» Passage provided:
- - -

1 1/2 Stars (out of 4)

Yawn Chair

By Jeffrey M. Anderson

A not-bad idea for a low-budget, mostly-one-set suspense story turns into a rushed, generic movie, one that cuts corners and misses potential at every turn, eventually disappearing from memory.

Ex-hacker Orlando (Kevin Dillon) works a straight job at a call center for an internet company. He gets called into work on his daughter's birthday, and his wife hands him divorce papers. After a couple of routine calls, Orlando plops into his chair. A voice rings out over the intercom, telling him he needs to use his old hacker skills to steal $1 million, or the hair-trigger bomb strapped to the underside of his chair will blow.

As the day wears on, it becomes clear that Orlando has been specifically targeted for this. His family's life is at stake, unless he agrees to be framed for multiple bombings throughout the city. Worse, co-worker Ava (Kate Katzman) has stumbled onto the scene and been taken hostage. Bomb squad guys Jackson (Eddie Steeples) and Reed (Mel Gibson) are on the job, but can they figure out what's happening before it's too late?

A variation on movies like Speed or Die Hard with a Vengeance, Hot Seat already has a lack of kinetic movement, given that it's about not moving. Director James Cullen Bressack finds a kind of middling pace, coupled with shaky-cam and twitchy editing, that isn't slow enough to generate suspense or quick enough to pump adrenaline; it just sort of elicits a numbness.

It doesn't help that Dillon isn't the most dynamic actor. He has an abrasive, streetwise jester quality — used to good effect in the series Entourage — that wears thin when he's in the spotlight. The other actors don't quite seem right either. The villainous voice in the speaker has no subtlety, no control. He just curses and barks and says cliched things like "tick tock! Tick tock!"

The hostage, Ava, is more of a supermodel than an actor, and can't even seem to imply that she's scared. Gibson, of course, with his "old guy" wisecracking persona is the only one that manages to look like he's having fun. The downside there is that his partner, a Black man, is one of the first to die, an insufferable cliché. All in all, this Hot Seat is sure to leave viewers cold.

- - -

» Extracted data:
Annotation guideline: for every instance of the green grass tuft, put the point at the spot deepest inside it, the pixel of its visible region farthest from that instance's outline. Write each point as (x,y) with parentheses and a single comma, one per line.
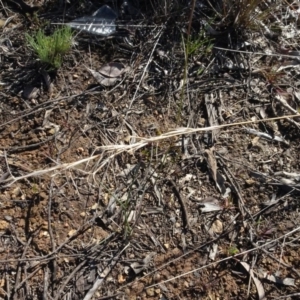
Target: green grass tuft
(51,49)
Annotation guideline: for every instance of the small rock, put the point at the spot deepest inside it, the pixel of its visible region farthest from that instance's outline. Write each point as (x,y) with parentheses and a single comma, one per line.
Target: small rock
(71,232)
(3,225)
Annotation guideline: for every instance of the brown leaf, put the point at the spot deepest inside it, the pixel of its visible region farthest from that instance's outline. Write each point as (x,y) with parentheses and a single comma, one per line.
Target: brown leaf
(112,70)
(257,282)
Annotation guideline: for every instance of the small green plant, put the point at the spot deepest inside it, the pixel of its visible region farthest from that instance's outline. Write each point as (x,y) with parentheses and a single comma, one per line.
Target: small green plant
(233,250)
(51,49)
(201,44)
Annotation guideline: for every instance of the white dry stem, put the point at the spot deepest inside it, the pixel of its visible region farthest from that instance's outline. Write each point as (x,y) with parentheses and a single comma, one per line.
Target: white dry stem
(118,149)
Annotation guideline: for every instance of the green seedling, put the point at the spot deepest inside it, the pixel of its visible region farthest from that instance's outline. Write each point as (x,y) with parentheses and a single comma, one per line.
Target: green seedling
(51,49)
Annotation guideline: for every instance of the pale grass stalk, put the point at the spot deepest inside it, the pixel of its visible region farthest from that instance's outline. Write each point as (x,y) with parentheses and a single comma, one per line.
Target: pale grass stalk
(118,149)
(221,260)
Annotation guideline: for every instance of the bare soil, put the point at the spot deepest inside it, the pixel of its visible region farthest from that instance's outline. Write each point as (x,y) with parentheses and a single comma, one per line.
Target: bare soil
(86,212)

- - -

» Goal 1: Swap "supermodel" for "fashion model" and reproduce the movie review from "The hostage, Ava, is" to "leave viewers cold.".
» Goal 2:
Answer these questions about the movie review:
(a) Which actor plays Orlando?
(b) How much money is Orlando told to steal?
(c) Who directed the film?

» Worked solution 1:
The hostage, Ava, is more of a fashion model than an actor, and can't even seem to imply that she's scared. Gibson, of course, with his "old guy" wisecracking persona is the only one that manages to look like he's having fun. The downside there is that his partner, a Black man, is one of the first to die, an insufferable cliché. All in all, this Hot Seat is sure to leave viewers cold.

» Worked solution 2:
(a) Kevin Dillon
(b) $1 million
(c) James Cullen Bressack